But on a deeper level, it’s important to recognize that intuition is as much experience-based as it is biological or subconscious. Without input from the outside world, the inner world is devoid. An intuitive choice is heavily influenced by experience from the past, knowledge acquired previously, and current input that one may not be entirely conscious of at the moment.

In other words, intuition is only as strong as the experiences and knowledge that have built it up. I can trust my intuition about whether I would be happy and successful in a job (even though the pros/cons list might seem in favor of a different choice) because I’ve had enough previous experience to know what a bad fit feels like and have gathered enough conscious and subconscious information about the current option.

I’ve also taken the time to get to know my intuition and what my pitfalls might be. I know that I’m more likely to trust people I shouldn’t trust if I make a connection with them when I’m tipsy. I know that even well-intentioned people can set off my internal alarm if they touch my arm without permission.

But my intuition is still growing. It grows the more that I exercise it. It grows when I make a mistake and learn through failure. It grows when I gather new intellectual information and practice allowing it to work with my left brain.

Extracted records:
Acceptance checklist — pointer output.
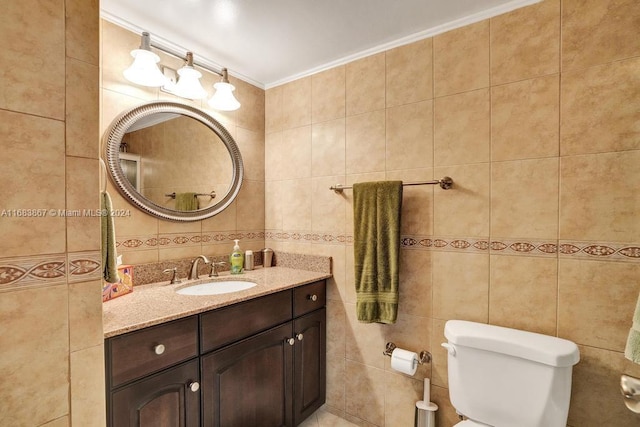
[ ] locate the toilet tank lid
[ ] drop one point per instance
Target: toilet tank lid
(527, 345)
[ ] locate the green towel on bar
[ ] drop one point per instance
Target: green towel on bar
(376, 218)
(632, 349)
(186, 202)
(109, 268)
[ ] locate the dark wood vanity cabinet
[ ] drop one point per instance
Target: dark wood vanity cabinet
(256, 363)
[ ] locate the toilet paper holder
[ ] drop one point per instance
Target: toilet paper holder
(423, 357)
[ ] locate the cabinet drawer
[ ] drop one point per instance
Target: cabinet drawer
(230, 324)
(135, 355)
(308, 298)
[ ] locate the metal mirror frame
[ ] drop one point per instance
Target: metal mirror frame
(117, 130)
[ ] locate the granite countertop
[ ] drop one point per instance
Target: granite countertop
(157, 303)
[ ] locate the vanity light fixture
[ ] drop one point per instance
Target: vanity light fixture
(145, 71)
(188, 85)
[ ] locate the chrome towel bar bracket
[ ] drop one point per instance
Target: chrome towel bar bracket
(445, 183)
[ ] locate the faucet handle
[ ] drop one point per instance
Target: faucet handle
(214, 271)
(174, 279)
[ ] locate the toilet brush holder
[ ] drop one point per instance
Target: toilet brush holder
(425, 415)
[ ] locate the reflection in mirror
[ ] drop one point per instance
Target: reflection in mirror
(181, 163)
(173, 161)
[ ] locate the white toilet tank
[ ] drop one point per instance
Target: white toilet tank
(506, 377)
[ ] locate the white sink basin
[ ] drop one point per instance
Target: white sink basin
(216, 288)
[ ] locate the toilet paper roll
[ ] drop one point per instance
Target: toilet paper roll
(404, 361)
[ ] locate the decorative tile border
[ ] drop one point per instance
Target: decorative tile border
(530, 247)
(629, 252)
(26, 272)
(624, 252)
(44, 270)
(169, 240)
(308, 237)
(437, 243)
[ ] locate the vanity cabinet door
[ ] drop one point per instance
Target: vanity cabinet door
(170, 398)
(309, 364)
(250, 383)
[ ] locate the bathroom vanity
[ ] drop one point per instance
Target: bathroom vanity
(255, 357)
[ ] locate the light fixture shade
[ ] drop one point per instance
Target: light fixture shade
(144, 71)
(223, 98)
(188, 85)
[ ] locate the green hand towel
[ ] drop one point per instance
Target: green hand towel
(632, 349)
(109, 269)
(376, 217)
(186, 202)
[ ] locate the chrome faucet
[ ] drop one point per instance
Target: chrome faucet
(193, 273)
(174, 277)
(214, 271)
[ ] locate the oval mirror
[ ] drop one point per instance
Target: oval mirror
(173, 161)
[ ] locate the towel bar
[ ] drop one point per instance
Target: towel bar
(445, 183)
(212, 195)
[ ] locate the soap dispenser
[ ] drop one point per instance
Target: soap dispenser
(236, 259)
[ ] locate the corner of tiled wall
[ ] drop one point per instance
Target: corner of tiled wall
(533, 113)
(50, 288)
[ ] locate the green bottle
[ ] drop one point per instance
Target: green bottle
(236, 259)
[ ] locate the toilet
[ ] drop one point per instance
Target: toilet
(504, 377)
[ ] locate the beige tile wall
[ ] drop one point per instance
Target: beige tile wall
(145, 239)
(534, 114)
(51, 345)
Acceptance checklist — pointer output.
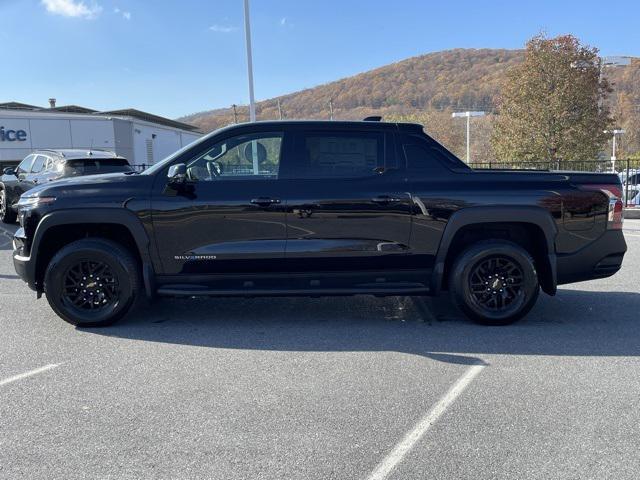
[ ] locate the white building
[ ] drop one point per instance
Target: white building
(142, 138)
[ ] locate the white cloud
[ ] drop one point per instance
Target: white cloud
(222, 28)
(125, 14)
(73, 8)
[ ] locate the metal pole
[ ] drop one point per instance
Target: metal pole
(247, 34)
(468, 136)
(613, 155)
(626, 186)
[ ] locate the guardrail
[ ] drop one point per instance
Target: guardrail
(627, 170)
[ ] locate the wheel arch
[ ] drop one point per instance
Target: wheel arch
(535, 222)
(126, 229)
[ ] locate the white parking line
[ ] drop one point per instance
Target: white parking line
(28, 374)
(410, 439)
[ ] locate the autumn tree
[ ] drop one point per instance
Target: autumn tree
(552, 105)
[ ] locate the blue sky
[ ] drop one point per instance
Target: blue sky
(178, 57)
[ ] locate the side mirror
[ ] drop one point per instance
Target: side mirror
(177, 175)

→ What this task involves
In the intuition text, change "a bad fit" to "a poor match" and write out the stretch from "In other words, intuition" through "the current option." with that substitution.

→ Answer section
In other words, intuition is only as strong as the experiences and knowledge that have built it up. I can trust my intuition about whether I would be happy and successful in a job (even though the pros/cons list might seem in favor of a different choice) because I’ve had enough previous experience to know what a poor match feels like and have gathered enough conscious and subconscious information about the current option.